[Entries from a pointing dataset]
(begin)
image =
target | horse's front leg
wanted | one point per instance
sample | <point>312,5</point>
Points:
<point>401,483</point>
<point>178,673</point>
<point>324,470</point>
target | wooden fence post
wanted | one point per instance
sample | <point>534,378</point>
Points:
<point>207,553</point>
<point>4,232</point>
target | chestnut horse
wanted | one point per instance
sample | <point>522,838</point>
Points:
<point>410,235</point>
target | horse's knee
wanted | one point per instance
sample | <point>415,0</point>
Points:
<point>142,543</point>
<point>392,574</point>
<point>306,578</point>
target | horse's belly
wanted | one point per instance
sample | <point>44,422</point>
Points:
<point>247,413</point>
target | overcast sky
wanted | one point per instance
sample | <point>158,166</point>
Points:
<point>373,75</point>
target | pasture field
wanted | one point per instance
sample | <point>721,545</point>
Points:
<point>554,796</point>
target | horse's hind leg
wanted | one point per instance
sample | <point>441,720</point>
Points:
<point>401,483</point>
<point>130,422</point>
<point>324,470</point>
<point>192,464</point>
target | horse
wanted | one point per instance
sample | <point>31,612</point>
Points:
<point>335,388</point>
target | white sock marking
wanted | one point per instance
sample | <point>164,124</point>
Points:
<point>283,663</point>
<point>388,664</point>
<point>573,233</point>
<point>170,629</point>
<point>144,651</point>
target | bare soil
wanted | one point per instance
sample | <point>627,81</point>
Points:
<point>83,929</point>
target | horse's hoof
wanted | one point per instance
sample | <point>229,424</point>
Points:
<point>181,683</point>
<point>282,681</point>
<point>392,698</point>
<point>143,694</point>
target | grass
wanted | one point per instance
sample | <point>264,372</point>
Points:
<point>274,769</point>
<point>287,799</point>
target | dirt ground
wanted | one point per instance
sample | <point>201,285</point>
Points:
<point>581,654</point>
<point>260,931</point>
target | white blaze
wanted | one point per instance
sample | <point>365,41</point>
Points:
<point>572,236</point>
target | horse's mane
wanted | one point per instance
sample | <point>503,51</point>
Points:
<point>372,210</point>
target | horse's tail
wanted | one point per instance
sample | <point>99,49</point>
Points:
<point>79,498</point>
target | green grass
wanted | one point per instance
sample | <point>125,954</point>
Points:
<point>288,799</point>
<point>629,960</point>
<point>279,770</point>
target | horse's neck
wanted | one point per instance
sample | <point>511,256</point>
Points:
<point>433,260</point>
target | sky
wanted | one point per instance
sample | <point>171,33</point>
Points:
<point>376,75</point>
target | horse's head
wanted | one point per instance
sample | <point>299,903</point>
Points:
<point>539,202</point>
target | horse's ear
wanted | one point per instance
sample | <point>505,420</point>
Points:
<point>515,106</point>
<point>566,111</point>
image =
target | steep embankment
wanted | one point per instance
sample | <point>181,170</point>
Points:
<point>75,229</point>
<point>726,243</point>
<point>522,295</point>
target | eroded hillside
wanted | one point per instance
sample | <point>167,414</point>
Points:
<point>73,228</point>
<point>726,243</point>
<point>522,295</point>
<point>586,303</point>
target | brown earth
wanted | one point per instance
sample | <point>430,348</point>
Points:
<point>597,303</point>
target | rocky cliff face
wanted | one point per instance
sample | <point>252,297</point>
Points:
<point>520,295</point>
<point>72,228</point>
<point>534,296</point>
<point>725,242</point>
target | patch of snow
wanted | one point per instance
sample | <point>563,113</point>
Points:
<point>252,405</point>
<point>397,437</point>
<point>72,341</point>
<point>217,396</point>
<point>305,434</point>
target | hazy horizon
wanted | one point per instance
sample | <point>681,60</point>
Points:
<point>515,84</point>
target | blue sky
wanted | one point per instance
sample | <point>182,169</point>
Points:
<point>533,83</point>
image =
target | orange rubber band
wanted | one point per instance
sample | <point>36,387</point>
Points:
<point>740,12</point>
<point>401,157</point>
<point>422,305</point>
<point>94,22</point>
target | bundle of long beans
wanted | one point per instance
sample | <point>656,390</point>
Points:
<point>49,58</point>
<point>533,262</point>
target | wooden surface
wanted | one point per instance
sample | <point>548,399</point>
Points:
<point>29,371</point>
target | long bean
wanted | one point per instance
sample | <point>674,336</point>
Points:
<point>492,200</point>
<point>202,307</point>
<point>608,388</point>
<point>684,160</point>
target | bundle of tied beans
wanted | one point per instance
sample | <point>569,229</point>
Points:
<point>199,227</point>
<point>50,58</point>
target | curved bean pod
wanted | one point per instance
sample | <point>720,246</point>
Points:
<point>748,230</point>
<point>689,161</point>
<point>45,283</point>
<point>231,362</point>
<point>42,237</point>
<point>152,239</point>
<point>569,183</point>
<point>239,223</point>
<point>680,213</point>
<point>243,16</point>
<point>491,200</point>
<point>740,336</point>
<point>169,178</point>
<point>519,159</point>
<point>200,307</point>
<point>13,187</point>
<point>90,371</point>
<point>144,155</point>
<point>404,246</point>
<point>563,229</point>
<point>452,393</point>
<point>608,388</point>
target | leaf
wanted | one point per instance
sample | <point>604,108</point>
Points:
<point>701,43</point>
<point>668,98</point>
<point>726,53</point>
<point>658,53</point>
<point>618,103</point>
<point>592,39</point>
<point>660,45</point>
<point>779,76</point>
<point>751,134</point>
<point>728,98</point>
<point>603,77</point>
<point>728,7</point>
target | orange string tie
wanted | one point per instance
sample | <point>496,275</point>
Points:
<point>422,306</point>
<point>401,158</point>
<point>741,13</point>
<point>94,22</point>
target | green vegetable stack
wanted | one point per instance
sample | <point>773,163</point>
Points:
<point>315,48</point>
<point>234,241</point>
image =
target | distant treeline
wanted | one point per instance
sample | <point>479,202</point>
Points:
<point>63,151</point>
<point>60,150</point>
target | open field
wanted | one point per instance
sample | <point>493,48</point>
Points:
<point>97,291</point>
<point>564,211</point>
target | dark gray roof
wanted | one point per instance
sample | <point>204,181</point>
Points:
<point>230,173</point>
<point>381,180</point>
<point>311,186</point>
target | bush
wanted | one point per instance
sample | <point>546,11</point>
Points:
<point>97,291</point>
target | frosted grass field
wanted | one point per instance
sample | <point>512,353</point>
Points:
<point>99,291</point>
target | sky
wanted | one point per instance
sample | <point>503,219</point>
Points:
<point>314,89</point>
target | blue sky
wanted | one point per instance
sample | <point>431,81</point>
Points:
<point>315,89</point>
(end)
▸ **Exercise description**:
Render every line of the material above as a JSON list of strings, one string per line, omitting blank lines.

▸ **Response for this exercise**:
[
  "image =",
  "target | horse's front leg",
  "wanted | one point per instance",
  "sample | <point>312,5</point>",
  "Points:",
  "<point>401,483</point>",
  "<point>178,673</point>",
  "<point>324,470</point>",
  "target | wooden fence post",
  "wanted | one point per instance",
  "sample | <point>534,378</point>",
  "Points:",
  "<point>207,553</point>",
  "<point>4,232</point>",
  "target | chestnut horse",
  "wanted | one point per instance",
  "sample | <point>522,838</point>",
  "Points:",
  "<point>410,235</point>",
  "target | horse's knee",
  "wanted | one point per instance",
  "sample | <point>415,0</point>",
  "Points:",
  "<point>142,543</point>",
  "<point>392,574</point>",
  "<point>306,578</point>",
  "target | horse's belly",
  "wanted | one point per instance",
  "sample | <point>44,422</point>",
  "Points:",
  "<point>247,413</point>",
  "target | overcast sky",
  "wanted | one point per instance",
  "sample | <point>158,166</point>",
  "Points:",
  "<point>373,75</point>",
  "target | pasture field",
  "wanted | one point per instance",
  "sample | <point>721,545</point>",
  "Points:",
  "<point>554,796</point>",
  "target | horse's hind leg",
  "wanted | one point per instance",
  "sample | <point>441,720</point>",
  "Points:",
  "<point>401,483</point>",
  "<point>130,422</point>",
  "<point>324,470</point>",
  "<point>192,464</point>",
  "target | horse",
  "wanted | one point per instance",
  "sample | <point>31,612</point>",
  "Points:",
  "<point>335,388</point>",
  "target | white sock marking",
  "wanted | one point per instance",
  "sample | <point>164,124</point>",
  "Points:",
  "<point>283,663</point>",
  "<point>388,664</point>",
  "<point>573,233</point>",
  "<point>170,629</point>",
  "<point>144,651</point>",
  "target | bare soil",
  "wanted | one point per instance",
  "sample | <point>627,81</point>",
  "Points:",
  "<point>83,929</point>",
  "target | horse's hoof",
  "wanted | one point per instance",
  "sample | <point>229,424</point>",
  "Points:",
  "<point>181,683</point>",
  "<point>282,681</point>",
  "<point>392,698</point>",
  "<point>143,694</point>",
  "target | grass",
  "wanted | one point per instance",
  "sample | <point>264,372</point>",
  "Points:",
  "<point>274,769</point>",
  "<point>287,799</point>",
  "target | dirt ground",
  "wanted | one point per instance",
  "sample | <point>201,285</point>",
  "Points:",
  "<point>581,654</point>",
  "<point>260,931</point>",
  "target | white blaze",
  "wanted | one point per instance",
  "sample | <point>365,41</point>",
  "Points:",
  "<point>572,236</point>",
  "target | horse's mane",
  "wanted | one point per instance",
  "sample | <point>503,51</point>",
  "Points:",
  "<point>372,210</point>",
  "target | horse's tail",
  "wanted | one point per instance",
  "sample | <point>99,49</point>",
  "Points:",
  "<point>79,498</point>",
  "target | green grass",
  "wanted | one point per instance",
  "sample | <point>125,954</point>",
  "Points:",
  "<point>288,799</point>",
  "<point>629,960</point>",
  "<point>279,770</point>",
  "target | horse's neck",
  "wanted | one point per instance",
  "sample | <point>511,256</point>",
  "Points:",
  "<point>433,260</point>",
  "target | sky",
  "wanted | one point per instance",
  "sample | <point>171,33</point>",
  "Points:",
  "<point>376,75</point>",
  "target | horse's head",
  "wanted | one point per instance",
  "sample | <point>299,903</point>",
  "Points:",
  "<point>539,202</point>",
  "target | horse's ear",
  "wanted | one point per instance",
  "sample | <point>505,420</point>",
  "Points:",
  "<point>515,106</point>",
  "<point>566,111</point>",
  "image =",
  "target | steep embankment",
  "wanted | one point per instance",
  "sample | <point>181,170</point>",
  "Points:",
  "<point>75,229</point>",
  "<point>726,243</point>",
  "<point>522,295</point>",
  "target | eroded hillside",
  "wanted | one point per instance",
  "sample | <point>167,414</point>",
  "Points:",
  "<point>73,228</point>",
  "<point>726,243</point>",
  "<point>522,295</point>",
  "<point>586,303</point>",
  "target | brown earth",
  "wanted | one point per instance",
  "sample | <point>430,348</point>",
  "Points:",
  "<point>597,303</point>",
  "target | rocky cliff face",
  "wanted | one point per instance",
  "sample | <point>252,297</point>",
  "Points:",
  "<point>520,295</point>",
  "<point>72,228</point>",
  "<point>534,296</point>",
  "<point>725,242</point>",
  "target | patch of snow",
  "wanted | one point per instance",
  "sample | <point>563,113</point>",
  "Points:",
  "<point>252,405</point>",
  "<point>397,437</point>",
  "<point>72,341</point>",
  "<point>217,396</point>",
  "<point>305,434</point>",
  "target | hazy horizon",
  "wanted | one point per instance",
  "sample | <point>681,60</point>",
  "Points:",
  "<point>515,84</point>",
  "target | blue sky",
  "wanted | one point per instance",
  "sample | <point>182,169</point>",
  "Points:",
  "<point>533,83</point>",
  "image =",
  "target | orange rubber band",
  "wanted | one point per instance",
  "sample | <point>36,387</point>",
  "Points:",
  "<point>740,12</point>",
  "<point>401,157</point>",
  "<point>422,305</point>",
  "<point>94,22</point>",
  "target | bundle of long beans",
  "wanted | one point per instance",
  "sample | <point>656,390</point>",
  "Points:",
  "<point>49,58</point>",
  "<point>533,262</point>",
  "target | wooden surface",
  "wanted | one point per instance",
  "sample | <point>548,399</point>",
  "Points:",
  "<point>29,371</point>",
  "target | long bean",
  "wanted | one point per instance",
  "sample | <point>674,336</point>",
  "Points:",
  "<point>492,200</point>",
  "<point>202,307</point>",
  "<point>608,388</point>",
  "<point>684,160</point>",
  "target | bundle of tied beans",
  "wanted | one point per instance",
  "sample | <point>569,229</point>",
  "Points:",
  "<point>199,227</point>",
  "<point>50,58</point>",
  "target | curved bean pod",
  "wanted | one point per instance",
  "sample | <point>720,246</point>",
  "Points:",
  "<point>748,230</point>",
  "<point>689,161</point>",
  "<point>45,283</point>",
  "<point>231,362</point>",
  "<point>42,237</point>",
  "<point>152,239</point>",
  "<point>569,183</point>",
  "<point>239,223</point>",
  "<point>680,213</point>",
  "<point>243,16</point>",
  "<point>491,200</point>",
  "<point>740,336</point>",
  "<point>169,178</point>",
  "<point>519,159</point>",
  "<point>200,307</point>",
  "<point>13,187</point>",
  "<point>90,371</point>",
  "<point>144,155</point>",
  "<point>404,246</point>",
  "<point>563,229</point>",
  "<point>452,393</point>",
  "<point>608,388</point>",
  "target | leaf",
  "wanted | one point per instance",
  "sample | <point>604,108</point>",
  "Points:",
  "<point>701,43</point>",
  "<point>668,98</point>",
  "<point>726,53</point>",
  "<point>658,53</point>",
  "<point>618,103</point>",
  "<point>592,39</point>",
  "<point>660,45</point>",
  "<point>779,76</point>",
  "<point>751,134</point>",
  "<point>728,98</point>",
  "<point>603,77</point>",
  "<point>728,7</point>",
  "target | orange string tie",
  "wanted | one point per instance",
  "sample | <point>496,275</point>",
  "Points:",
  "<point>422,306</point>",
  "<point>401,158</point>",
  "<point>741,13</point>",
  "<point>94,22</point>",
  "target | green vegetable stack",
  "wanted | one point per instance",
  "sample | <point>773,163</point>",
  "Points:",
  "<point>315,48</point>",
  "<point>234,241</point>",
  "image =",
  "target | distant treeline",
  "wanted | one point per instance",
  "sample | <point>479,202</point>",
  "Points:",
  "<point>63,151</point>",
  "<point>60,150</point>",
  "target | open field",
  "wanted | one point per instance",
  "sample | <point>493,48</point>",
  "Points:",
  "<point>97,291</point>",
  "<point>564,211</point>",
  "target | dark gray roof",
  "wanted | one point per instance",
  "sample | <point>204,181</point>",
  "Points:",
  "<point>230,173</point>",
  "<point>381,180</point>",
  "<point>311,186</point>",
  "target | bush",
  "wanted | one point per instance",
  "sample | <point>546,11</point>",
  "Points:",
  "<point>97,291</point>",
  "target | frosted grass field",
  "wanted | one point per instance",
  "sample | <point>512,353</point>",
  "Points:",
  "<point>99,291</point>",
  "target | sky",
  "wanted | one point per instance",
  "sample | <point>503,219</point>",
  "Points:",
  "<point>314,89</point>",
  "target | blue sky",
  "wanted | one point per instance",
  "sample | <point>431,81</point>",
  "Points:",
  "<point>315,89</point>"
]